Collected data entries:
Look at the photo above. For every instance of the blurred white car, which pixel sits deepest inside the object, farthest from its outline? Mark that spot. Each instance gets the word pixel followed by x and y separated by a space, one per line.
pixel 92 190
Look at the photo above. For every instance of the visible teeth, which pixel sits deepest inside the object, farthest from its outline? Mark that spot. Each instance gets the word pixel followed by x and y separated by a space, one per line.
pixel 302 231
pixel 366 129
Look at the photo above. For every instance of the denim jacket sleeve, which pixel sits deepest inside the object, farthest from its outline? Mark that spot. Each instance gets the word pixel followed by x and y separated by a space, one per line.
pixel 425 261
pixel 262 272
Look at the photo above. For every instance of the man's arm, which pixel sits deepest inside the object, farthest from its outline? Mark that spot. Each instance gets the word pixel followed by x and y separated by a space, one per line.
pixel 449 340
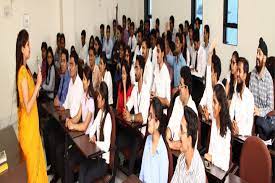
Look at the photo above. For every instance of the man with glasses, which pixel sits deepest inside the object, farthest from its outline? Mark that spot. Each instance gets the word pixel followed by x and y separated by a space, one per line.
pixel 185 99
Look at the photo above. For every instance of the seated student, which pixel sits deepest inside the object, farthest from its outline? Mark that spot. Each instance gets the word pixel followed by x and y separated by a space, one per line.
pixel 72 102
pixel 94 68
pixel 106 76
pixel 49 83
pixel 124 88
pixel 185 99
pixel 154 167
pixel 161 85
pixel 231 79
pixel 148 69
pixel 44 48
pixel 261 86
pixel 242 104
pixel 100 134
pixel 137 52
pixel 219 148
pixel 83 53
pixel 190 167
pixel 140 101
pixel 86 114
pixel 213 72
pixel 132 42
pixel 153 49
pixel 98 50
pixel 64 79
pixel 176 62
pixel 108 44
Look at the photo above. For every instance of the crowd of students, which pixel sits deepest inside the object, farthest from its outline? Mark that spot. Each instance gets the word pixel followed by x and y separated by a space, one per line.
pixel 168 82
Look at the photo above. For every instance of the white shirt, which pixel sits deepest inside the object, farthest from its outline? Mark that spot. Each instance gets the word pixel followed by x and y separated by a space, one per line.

**What is needed**. Please give the data again unaltered, leaving out any images.

**Your response**.
Look at the photo above. For every instance of the blurred white car, which pixel sits deepest inside the object, farthest from its outline? Mark that spot. Each instance gets the word pixel followed by x and y separated by a space, one per line.
pixel 92 190
Look at the photo above. For every instance of the visible teeth, which pixel sits deepest inside the object, farthest from its outline? Mark that spot. Each instance gets the word pixel followed by x and y separated by a space, one per line.
pixel 302 231
pixel 366 129
Look at the photo above. For every instance of the denim jacket sleeve, which pixel sits deepest inside the object, farthest from its outline? Mark that spot. Each instance gets the word pixel followed by x and y separated by a space, one per line.
pixel 425 261
pixel 262 272
Look at the photo above. For every instance of the man's arm, which pixel sits deepest inside the object, farthest from its outline? Mark that spot. Each instance gets the word pixel followed by x and y separated by a space, one per line.
pixel 449 340
Look at the photo above. For every instance of the man with glasses, which pixel sits deepest inside the object, farthest from its outline? Mark that spot. Each instance gets the word pixel followed by x and y separated by a space, one per line.
pixel 185 99
Look at the photo above. For every instance of the seated student, which pixel sits deepest inside the object, farthest from its outline? Mark that spot. Each instance gets the word pixel followed by x and y separated by a space, one per line.
pixel 72 102
pixel 94 68
pixel 106 76
pixel 49 83
pixel 124 88
pixel 185 99
pixel 154 167
pixel 161 85
pixel 231 79
pixel 148 69
pixel 44 48
pixel 261 86
pixel 242 104
pixel 100 134
pixel 137 52
pixel 219 148
pixel 83 53
pixel 190 167
pixel 140 101
pixel 86 114
pixel 213 72
pixel 132 42
pixel 153 49
pixel 98 50
pixel 64 79
pixel 176 62
pixel 108 44
Look at the photo above. For every instance of the crowd of students, which pixel sits deepest inside the object, farthest from its outline? Mark that spot. Each instance gets the word pixel followed by x and y separated by a space, one per line.
pixel 168 82
Look at the photo above. For every instance of the white shirt, which pixel sits deepest inside the object, farthest from its outline? Mark that spot. Each instance gets the word pixel followed by x and y separated by a space, one per line.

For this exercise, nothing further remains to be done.